[Point-based annotation data]
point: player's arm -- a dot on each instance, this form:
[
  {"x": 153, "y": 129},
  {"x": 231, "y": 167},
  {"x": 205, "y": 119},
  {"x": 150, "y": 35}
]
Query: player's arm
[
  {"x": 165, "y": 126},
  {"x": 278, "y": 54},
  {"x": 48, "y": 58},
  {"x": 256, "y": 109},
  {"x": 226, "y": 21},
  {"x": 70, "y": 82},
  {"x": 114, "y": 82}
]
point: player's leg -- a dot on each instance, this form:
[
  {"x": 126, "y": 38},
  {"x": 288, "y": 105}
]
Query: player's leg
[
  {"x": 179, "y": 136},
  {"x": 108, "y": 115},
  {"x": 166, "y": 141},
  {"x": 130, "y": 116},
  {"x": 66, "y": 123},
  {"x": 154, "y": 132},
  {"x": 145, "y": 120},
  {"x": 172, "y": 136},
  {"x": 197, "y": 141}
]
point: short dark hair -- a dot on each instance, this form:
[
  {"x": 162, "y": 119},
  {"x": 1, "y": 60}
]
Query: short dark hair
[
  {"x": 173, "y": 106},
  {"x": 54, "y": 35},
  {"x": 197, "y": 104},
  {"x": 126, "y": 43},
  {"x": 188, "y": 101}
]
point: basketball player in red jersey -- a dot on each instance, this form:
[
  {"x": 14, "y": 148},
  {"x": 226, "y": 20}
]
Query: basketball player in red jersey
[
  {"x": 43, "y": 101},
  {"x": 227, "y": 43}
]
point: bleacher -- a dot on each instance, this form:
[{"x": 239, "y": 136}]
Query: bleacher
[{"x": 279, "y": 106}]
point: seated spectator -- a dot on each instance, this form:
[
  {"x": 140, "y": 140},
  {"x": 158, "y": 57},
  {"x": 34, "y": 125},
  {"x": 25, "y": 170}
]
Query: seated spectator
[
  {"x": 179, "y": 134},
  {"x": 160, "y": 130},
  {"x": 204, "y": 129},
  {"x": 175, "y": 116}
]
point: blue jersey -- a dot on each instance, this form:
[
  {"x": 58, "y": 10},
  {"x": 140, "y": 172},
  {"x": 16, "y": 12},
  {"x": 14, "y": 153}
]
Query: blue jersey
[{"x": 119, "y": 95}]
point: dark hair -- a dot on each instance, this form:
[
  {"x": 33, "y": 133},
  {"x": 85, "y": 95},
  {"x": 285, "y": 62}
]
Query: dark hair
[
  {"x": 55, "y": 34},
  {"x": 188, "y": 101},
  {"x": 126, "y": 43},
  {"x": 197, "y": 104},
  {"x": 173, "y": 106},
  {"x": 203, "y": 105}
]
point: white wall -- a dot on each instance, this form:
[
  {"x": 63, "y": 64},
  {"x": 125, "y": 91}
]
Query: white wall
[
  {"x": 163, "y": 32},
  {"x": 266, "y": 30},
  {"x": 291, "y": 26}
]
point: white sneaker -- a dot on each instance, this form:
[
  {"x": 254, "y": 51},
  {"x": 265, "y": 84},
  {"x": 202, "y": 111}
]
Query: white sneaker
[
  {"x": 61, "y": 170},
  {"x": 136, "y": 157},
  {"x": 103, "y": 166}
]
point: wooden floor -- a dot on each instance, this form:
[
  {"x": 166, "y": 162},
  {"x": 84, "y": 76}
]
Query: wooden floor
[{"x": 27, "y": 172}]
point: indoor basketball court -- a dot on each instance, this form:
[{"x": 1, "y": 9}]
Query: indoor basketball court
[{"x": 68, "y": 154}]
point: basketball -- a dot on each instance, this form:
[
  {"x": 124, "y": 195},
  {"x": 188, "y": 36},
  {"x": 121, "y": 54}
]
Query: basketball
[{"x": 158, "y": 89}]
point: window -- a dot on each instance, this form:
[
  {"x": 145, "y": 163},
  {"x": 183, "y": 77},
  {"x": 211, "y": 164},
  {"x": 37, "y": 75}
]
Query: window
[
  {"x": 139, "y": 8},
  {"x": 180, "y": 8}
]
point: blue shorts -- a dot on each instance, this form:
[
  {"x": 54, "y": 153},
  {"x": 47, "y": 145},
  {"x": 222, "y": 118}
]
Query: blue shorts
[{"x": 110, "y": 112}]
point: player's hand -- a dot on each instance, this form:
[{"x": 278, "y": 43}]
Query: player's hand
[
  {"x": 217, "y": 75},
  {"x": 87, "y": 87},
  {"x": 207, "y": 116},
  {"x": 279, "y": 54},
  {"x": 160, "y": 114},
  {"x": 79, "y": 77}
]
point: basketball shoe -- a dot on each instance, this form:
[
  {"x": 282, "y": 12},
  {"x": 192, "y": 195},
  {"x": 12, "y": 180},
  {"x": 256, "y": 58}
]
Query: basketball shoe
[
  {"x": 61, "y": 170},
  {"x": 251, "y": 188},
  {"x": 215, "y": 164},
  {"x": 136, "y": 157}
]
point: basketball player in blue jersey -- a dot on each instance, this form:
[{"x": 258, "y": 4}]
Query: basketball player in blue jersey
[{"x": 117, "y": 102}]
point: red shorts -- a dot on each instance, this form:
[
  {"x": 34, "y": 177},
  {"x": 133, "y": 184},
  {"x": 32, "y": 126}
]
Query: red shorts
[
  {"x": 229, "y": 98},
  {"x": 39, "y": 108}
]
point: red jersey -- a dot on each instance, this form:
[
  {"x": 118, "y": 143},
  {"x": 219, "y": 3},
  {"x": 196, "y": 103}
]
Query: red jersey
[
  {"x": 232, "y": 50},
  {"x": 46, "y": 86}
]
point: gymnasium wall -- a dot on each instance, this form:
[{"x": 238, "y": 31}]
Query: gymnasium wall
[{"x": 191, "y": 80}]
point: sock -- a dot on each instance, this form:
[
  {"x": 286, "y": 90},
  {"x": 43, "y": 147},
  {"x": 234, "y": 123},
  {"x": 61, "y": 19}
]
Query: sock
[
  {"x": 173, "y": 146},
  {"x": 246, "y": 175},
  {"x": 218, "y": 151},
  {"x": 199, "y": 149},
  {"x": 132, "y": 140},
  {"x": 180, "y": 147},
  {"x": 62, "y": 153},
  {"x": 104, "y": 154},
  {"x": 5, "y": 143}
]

* Challenge: Nothing but the lines from the one with "point: basketball player in blue" through the end of the data above should be repeated, each exactly as it stands.

* Exercise result:
point: basketball player in blue jersey -- a dot on each instance, this form:
[{"x": 258, "y": 4}]
Query: basketball player in blue jersey
[{"x": 117, "y": 102}]
point: red shorts -- a dot on each instance, this form:
[
  {"x": 34, "y": 177},
  {"x": 133, "y": 184},
  {"x": 32, "y": 126}
]
Query: red shorts
[
  {"x": 229, "y": 98},
  {"x": 39, "y": 108}
]
point: red jersey -- a dot on each instance, this form:
[
  {"x": 118, "y": 143},
  {"x": 219, "y": 3},
  {"x": 196, "y": 103}
]
Query: red jersey
[
  {"x": 232, "y": 50},
  {"x": 46, "y": 86}
]
point: gymnasium wall -- a dot on each instance, this form:
[{"x": 238, "y": 31}]
Query: gymnasium wall
[{"x": 191, "y": 80}]
point: sock -- a dot on each instance, this form:
[
  {"x": 286, "y": 90},
  {"x": 43, "y": 147},
  {"x": 234, "y": 123},
  {"x": 61, "y": 19}
]
Query: sock
[
  {"x": 173, "y": 146},
  {"x": 246, "y": 175},
  {"x": 218, "y": 151},
  {"x": 199, "y": 149},
  {"x": 132, "y": 140},
  {"x": 180, "y": 147},
  {"x": 62, "y": 153},
  {"x": 104, "y": 154},
  {"x": 5, "y": 143}
]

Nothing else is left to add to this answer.